**ABOUT THIS EXERCISE**
Restate all of the entries verbatim.

**SOURCE MATERIAL**
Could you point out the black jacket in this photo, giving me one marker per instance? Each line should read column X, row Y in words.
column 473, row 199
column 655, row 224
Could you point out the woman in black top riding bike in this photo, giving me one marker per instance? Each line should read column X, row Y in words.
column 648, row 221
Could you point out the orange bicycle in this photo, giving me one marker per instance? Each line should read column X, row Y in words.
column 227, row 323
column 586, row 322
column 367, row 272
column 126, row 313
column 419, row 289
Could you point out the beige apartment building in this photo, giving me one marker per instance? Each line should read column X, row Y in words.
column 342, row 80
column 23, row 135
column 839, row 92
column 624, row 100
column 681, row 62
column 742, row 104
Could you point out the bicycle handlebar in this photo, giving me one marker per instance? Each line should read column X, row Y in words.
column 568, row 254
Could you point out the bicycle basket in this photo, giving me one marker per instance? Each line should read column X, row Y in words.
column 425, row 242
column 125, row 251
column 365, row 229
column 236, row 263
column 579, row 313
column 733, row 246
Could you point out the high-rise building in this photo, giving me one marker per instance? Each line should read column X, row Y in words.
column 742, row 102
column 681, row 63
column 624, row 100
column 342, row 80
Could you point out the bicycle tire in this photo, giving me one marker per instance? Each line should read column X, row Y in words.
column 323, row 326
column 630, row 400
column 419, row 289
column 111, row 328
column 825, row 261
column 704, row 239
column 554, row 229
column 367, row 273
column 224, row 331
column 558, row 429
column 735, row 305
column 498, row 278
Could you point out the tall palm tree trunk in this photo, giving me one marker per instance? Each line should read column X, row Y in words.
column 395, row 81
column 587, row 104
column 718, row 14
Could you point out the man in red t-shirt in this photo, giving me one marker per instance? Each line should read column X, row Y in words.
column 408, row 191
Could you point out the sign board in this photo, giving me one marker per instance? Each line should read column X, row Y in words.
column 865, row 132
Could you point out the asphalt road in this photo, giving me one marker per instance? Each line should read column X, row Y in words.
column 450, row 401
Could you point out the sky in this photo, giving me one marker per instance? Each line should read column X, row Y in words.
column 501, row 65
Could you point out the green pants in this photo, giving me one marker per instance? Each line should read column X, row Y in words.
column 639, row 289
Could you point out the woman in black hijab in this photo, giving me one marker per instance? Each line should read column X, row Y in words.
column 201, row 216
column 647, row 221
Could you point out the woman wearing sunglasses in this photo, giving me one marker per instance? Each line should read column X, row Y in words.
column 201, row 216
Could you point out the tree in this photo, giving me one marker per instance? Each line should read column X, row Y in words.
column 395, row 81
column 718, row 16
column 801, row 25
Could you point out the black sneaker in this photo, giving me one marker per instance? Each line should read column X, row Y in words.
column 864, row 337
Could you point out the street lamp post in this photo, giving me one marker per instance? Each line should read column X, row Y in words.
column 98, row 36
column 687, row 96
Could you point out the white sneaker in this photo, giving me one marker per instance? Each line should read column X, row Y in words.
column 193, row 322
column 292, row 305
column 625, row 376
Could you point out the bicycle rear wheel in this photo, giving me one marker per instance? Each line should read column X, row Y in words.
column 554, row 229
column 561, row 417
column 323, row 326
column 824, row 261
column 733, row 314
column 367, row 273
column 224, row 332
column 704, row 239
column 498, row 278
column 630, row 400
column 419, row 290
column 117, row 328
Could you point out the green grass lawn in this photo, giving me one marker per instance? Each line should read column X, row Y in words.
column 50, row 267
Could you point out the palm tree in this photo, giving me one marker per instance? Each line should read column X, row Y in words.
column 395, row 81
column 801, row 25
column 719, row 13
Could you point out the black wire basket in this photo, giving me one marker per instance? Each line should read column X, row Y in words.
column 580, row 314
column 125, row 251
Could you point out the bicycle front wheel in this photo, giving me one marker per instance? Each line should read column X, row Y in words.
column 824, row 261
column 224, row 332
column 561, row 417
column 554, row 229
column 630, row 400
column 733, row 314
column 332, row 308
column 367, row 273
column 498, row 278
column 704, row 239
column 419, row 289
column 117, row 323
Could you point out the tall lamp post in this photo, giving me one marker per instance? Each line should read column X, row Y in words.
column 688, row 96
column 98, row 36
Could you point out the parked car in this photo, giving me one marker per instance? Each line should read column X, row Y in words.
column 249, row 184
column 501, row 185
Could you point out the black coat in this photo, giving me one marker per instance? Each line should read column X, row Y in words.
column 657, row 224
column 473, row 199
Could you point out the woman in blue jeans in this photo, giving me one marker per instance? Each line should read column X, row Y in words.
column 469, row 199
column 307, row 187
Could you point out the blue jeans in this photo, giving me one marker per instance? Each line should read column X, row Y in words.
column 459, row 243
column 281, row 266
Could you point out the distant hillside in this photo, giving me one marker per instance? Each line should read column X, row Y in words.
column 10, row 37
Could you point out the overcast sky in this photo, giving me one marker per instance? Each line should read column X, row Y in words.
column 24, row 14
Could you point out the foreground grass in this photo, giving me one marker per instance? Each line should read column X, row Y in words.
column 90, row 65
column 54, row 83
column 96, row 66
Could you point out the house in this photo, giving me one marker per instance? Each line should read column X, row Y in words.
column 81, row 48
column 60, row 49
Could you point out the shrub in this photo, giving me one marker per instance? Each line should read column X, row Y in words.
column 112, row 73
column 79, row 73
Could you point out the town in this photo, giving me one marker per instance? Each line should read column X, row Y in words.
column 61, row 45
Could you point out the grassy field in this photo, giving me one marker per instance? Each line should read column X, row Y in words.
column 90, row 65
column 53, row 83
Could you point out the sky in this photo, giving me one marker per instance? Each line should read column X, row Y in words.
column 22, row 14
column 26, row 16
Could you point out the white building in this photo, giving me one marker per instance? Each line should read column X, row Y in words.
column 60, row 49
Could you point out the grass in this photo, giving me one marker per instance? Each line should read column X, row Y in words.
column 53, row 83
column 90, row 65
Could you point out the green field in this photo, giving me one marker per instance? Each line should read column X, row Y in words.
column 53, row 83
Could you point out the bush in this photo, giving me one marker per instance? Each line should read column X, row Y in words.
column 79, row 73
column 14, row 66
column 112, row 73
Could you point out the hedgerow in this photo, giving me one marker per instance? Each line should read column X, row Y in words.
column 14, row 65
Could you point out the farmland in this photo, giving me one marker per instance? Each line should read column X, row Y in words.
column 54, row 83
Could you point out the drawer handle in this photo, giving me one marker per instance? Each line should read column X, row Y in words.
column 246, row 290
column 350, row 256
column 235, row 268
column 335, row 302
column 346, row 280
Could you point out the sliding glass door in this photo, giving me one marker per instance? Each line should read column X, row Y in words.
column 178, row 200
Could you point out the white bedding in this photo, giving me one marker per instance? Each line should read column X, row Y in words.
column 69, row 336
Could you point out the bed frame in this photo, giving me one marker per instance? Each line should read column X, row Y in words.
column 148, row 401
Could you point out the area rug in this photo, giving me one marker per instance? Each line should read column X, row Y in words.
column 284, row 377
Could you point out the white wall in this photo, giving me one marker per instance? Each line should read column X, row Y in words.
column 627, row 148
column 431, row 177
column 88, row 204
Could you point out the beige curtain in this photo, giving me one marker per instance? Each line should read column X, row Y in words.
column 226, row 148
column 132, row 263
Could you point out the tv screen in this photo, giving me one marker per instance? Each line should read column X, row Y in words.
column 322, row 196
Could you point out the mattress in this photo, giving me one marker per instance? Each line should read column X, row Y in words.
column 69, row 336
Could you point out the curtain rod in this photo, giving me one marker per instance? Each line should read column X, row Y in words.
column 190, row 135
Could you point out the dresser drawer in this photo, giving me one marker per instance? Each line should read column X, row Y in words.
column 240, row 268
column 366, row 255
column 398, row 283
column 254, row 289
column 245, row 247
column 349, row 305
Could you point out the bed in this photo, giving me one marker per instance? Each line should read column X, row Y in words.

**RESULT OF THIS EXERCISE**
Could you point out the black jacket in this photo, giving me one marker per instance? Each line should read column X, row Y in words.
column 473, row 199
column 655, row 224
Could you point out the woman in black top riding bike in this photo, giving me one marker per instance? Each line should read column X, row Y in words.
column 648, row 221
Could you point out the orange bicycle in this photo, giving me one marker per instance? Each line should read column X, row Y in words.
column 227, row 323
column 586, row 322
column 367, row 272
column 126, row 313
column 419, row 289
Could you point out the beige apartment building in this photo, giving me one marker per instance? Each line should read column X, row Y in words.
column 342, row 80
column 23, row 135
column 839, row 92
column 624, row 100
column 681, row 62
column 742, row 104
Could you point out the bicycle handlebar in this photo, giving me one marker per instance? Each line should read column X, row Y in words.
column 568, row 254
Could you point out the bicycle basket in this photo, giving me one marker per instance? Each line should read column X, row Y in words.
column 425, row 242
column 125, row 251
column 365, row 229
column 236, row 263
column 579, row 313
column 733, row 246
Could you point out the high-rise building in this photo, giving me one marker per instance? Each line should read column X, row Y in words.
column 742, row 102
column 681, row 63
column 624, row 100
column 342, row 80
Could you point out the bicycle tire in this photo, giving me one marker per instance? Each line should read column X, row Y in words.
column 323, row 326
column 630, row 400
column 419, row 289
column 111, row 328
column 825, row 261
column 704, row 239
column 554, row 229
column 367, row 273
column 224, row 331
column 558, row 429
column 735, row 305
column 498, row 278
Could you point out the tall palm tree trunk in this photo, giving me one marker per instance? Each line should read column X, row Y in words.
column 395, row 81
column 587, row 104
column 718, row 14
Could you point out the man in red t-shirt in this photo, giving me one marker per instance? Each line should read column X, row Y in words.
column 408, row 191
Could you point out the sign board in this photo, giving me one marker per instance? Each line should read column X, row Y in words.
column 865, row 132
Could you point out the asphalt road in this photo, giving me one marker per instance? Each line should read column X, row Y in words.
column 450, row 401
Could you point out the sky in this photo, giving me one marker per instance? Each line should read column X, row Y in words.
column 501, row 65
Could you point out the green pants in this photo, giving me one marker per instance? Each line should read column X, row Y in words.
column 639, row 289
Could you point out the woman in black hijab in this photo, giving me one marker per instance? Each line should read column X, row Y in words.
column 201, row 216
column 647, row 221
Could you point out the woman wearing sunglasses in this photo, giving me one marker per instance? Each line should read column X, row Y in words.
column 201, row 216
Could you point out the tree in this photo, giving me one marker per instance? Each line should read column X, row Y in words.
column 395, row 81
column 718, row 16
column 801, row 25
Could you point out the black sneaker in this photo, giving me one marker per instance? Each line should read column X, row Y in words.
column 864, row 337
Could you point out the street lamp post in this photo, giving me one marker per instance? Each line should read column X, row Y in words.
column 98, row 36
column 687, row 96
Could you point out the white sneaker in this photo, giving me one marker per instance? Each line should read column X, row Y in words.
column 193, row 322
column 292, row 305
column 625, row 376
Could you point out the bicycle rear wheel in this photo, giving me one marker per instance? Each line should read column X, row Y in words.
column 554, row 229
column 561, row 417
column 323, row 326
column 824, row 261
column 733, row 314
column 367, row 273
column 224, row 332
column 704, row 239
column 498, row 278
column 630, row 400
column 419, row 290
column 117, row 328
Could you point out the green grass lawn in this photo, giving me one marker per instance? Each line should read column X, row Y in words.
column 50, row 267
Could you point out the palm tree in this photo, giving me one marker per instance? Each line should read column X, row Y in words.
column 395, row 81
column 801, row 25
column 719, row 13
Could you point out the black wire basket in this photo, giving me one marker per instance? Each line should read column X, row Y in words.
column 580, row 314
column 125, row 251
Could you point out the bicycle front wheel in this photo, giving me one marker per instance? Each line should read column X, row Y in words.
column 824, row 261
column 224, row 332
column 561, row 417
column 554, row 229
column 630, row 400
column 733, row 314
column 332, row 308
column 367, row 273
column 498, row 278
column 704, row 239
column 419, row 289
column 117, row 323
Could you point out the tall lamp post in this photo, giving me one marker per instance? Each line should read column X, row Y in words.
column 688, row 96
column 98, row 36
Could you point out the parked car in this photo, giving me one marker per instance? Each line should read column X, row Y in words.
column 249, row 184
column 501, row 185
Could you point out the black coat in this photo, giving me one marker per instance? Each line should read column X, row Y in words.
column 657, row 224
column 473, row 199
Could you point out the woman in blue jeans in this photo, giving me one marker per instance? Each line should read column X, row Y in words.
column 469, row 199
column 307, row 187
Could you point out the blue jeans in this photo, giving me one marker per instance? Each line should read column X, row Y in words.
column 459, row 243
column 281, row 266
Could you point out the distant hillside in this photo, giving me one marker per instance? Each line should read column X, row Y in words.
column 10, row 37
Could you point out the overcast sky in this photo, giving me one marker per instance? Each line should read column X, row Y in words.
column 24, row 14
Could you point out the foreground grass in this photo, giving me one marker per instance? Each line should read column X, row Y in words.
column 90, row 65
column 54, row 83
column 96, row 66
Could you point out the house in this photo, giving me one marker per instance? Each line should read column X, row Y in words.
column 81, row 48
column 60, row 49
Could you point out the shrub in this photo, giving me one marker per instance? Each line should read column X, row Y in words.
column 112, row 73
column 79, row 73
Could you point out the town in this photo, giving me one marker per instance? Each line should read column X, row Y in words.
column 61, row 45
Could you point out the grassy field in this photo, giving me one marker per instance? Each line should read column X, row Y in words.
column 90, row 65
column 53, row 83
Could you point out the sky in this photo, giving me one marker per instance? Each line should read column X, row Y in words.
column 22, row 14
column 26, row 16
Could you point out the white building in this photo, giving me one marker per instance? Each line should read column X, row Y in words.
column 60, row 49
Could you point out the grass in this photo, giving me one marker per instance? Each line should read column X, row Y in words.
column 53, row 83
column 90, row 65
Could you point out the green field in this photo, giving me one marker per instance? Each line should read column X, row Y in words.
column 53, row 83
Could you point out the bush in this photo, giving me one marker per instance? Each line should read column X, row Y in words.
column 79, row 73
column 14, row 66
column 112, row 73
Could you point out the hedgerow in this photo, giving me one marker per instance? Each line should read column X, row Y in words.
column 14, row 65
Could you point out the farmland in this photo, giving me one marker per instance? Each line should read column X, row Y in words.
column 54, row 83
Could you point out the drawer handle in this photo, giving me one marker per instance? Each line should read column X, row Y in words.
column 246, row 290
column 350, row 256
column 235, row 268
column 335, row 302
column 346, row 280
Could you point out the sliding glass door in this photo, giving me one marker per instance? Each line should read column X, row Y in words.
column 178, row 200
Could you point out the white bedding in this photo, giving me one marker per instance? Each line should read column X, row Y in words.
column 69, row 336
Could you point out the bed frame in this photo, giving me one marker per instance? Each line should read column X, row Y in words.
column 148, row 401
Could you point out the area rug in this photo, giving me one marker per instance? Each line should read column X, row Y in words.
column 284, row 377
Could you point out the white wall in this photo, giving me one marker per instance? Each line should read column X, row Y in words.
column 627, row 148
column 431, row 177
column 88, row 204
Could you point out the beige curtain in this photo, giving me one marker per instance? Each line should read column X, row Y in words.
column 226, row 148
column 132, row 263
Could you point out the tv screen in this photo, giving me one marker per instance? Each line should read column X, row Y in words.
column 322, row 196
Could you point out the mattress in this photo, giving me one marker per instance? Each line should read column X, row Y in words.
column 69, row 336
Could you point out the curtain rod in this photo, giving me one marker per instance? Each line should read column X, row Y in words.
column 190, row 135
Could you point out the dresser drawer in this photo, giving me one marker per instance? Each line should read column X, row Y in words.
column 240, row 268
column 366, row 255
column 398, row 283
column 254, row 289
column 245, row 247
column 349, row 305
Could you point out the bed in this photo, giving me one marker per instance? Each line should read column X, row Y in words.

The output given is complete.